### How to complete this task
The lines to copy from the data below are those that hold the string "dark".

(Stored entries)
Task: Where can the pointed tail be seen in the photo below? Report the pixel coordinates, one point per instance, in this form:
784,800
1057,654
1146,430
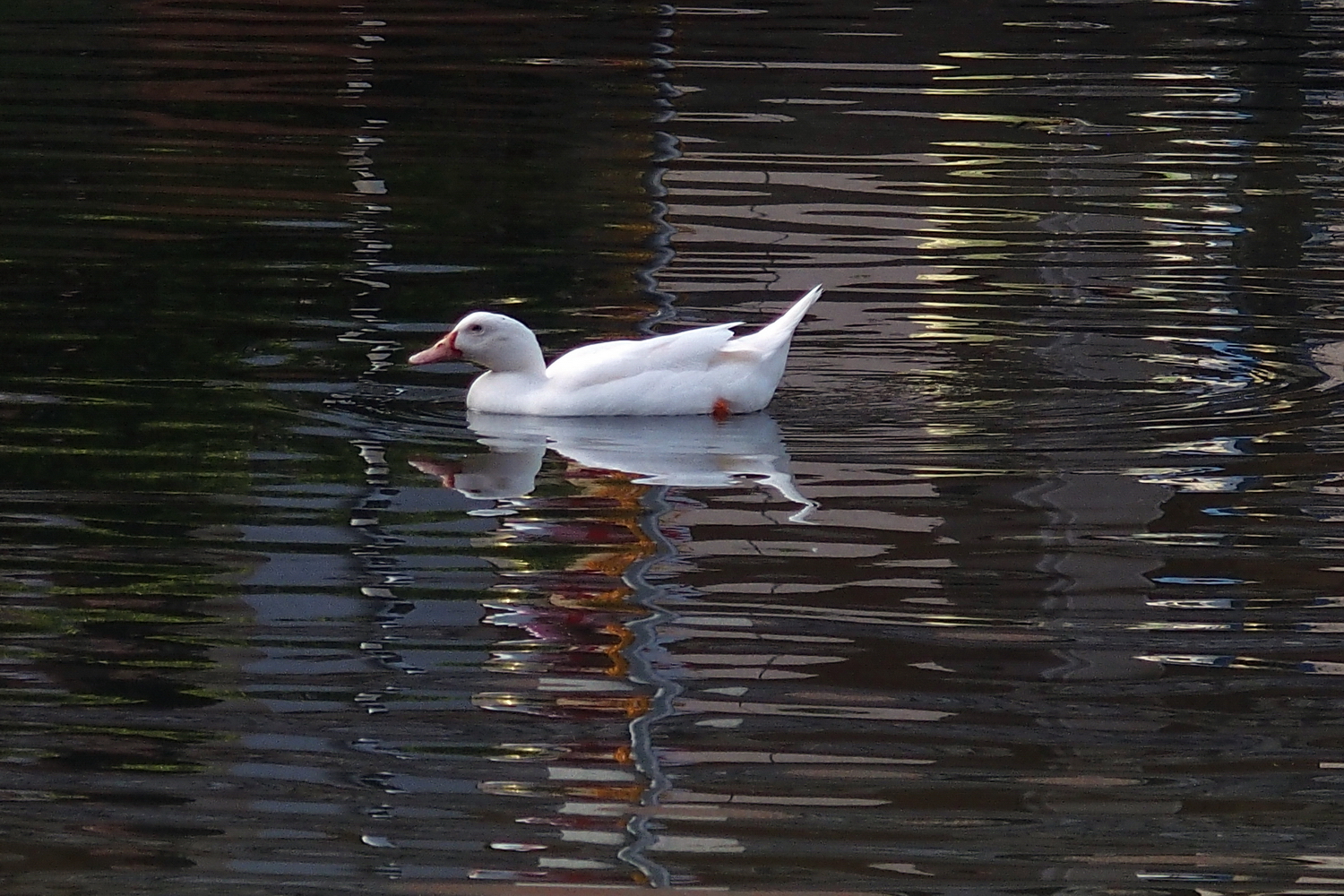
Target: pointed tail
780,331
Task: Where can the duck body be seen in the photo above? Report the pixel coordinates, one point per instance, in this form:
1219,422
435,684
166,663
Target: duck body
709,370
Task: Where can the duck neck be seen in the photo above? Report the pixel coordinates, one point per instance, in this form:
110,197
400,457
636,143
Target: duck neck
526,362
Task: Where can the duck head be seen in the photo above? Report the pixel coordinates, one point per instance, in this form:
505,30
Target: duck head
494,341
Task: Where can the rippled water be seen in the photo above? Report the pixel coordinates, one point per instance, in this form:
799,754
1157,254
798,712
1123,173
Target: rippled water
1029,582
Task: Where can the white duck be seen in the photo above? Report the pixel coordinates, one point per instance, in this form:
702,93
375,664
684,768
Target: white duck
696,371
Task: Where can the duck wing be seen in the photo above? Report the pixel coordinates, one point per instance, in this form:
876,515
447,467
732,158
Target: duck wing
623,359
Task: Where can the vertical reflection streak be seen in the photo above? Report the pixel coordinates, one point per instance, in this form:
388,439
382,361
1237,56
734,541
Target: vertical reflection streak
644,669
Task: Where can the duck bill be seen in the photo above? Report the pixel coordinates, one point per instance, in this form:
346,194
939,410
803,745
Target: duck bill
444,349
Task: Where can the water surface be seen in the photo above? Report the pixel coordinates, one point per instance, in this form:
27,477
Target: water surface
1027,582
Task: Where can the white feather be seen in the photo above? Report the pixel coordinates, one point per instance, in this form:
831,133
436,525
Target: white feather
696,371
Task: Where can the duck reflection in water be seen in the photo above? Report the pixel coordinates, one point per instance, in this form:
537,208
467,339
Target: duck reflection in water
690,452
594,618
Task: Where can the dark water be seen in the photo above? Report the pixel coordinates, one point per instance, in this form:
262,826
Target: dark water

### Exercise result
Task: Where can the dark water be seen in the photo above? Report the pixel coordinates, one point per instance, in this form:
Target: dark water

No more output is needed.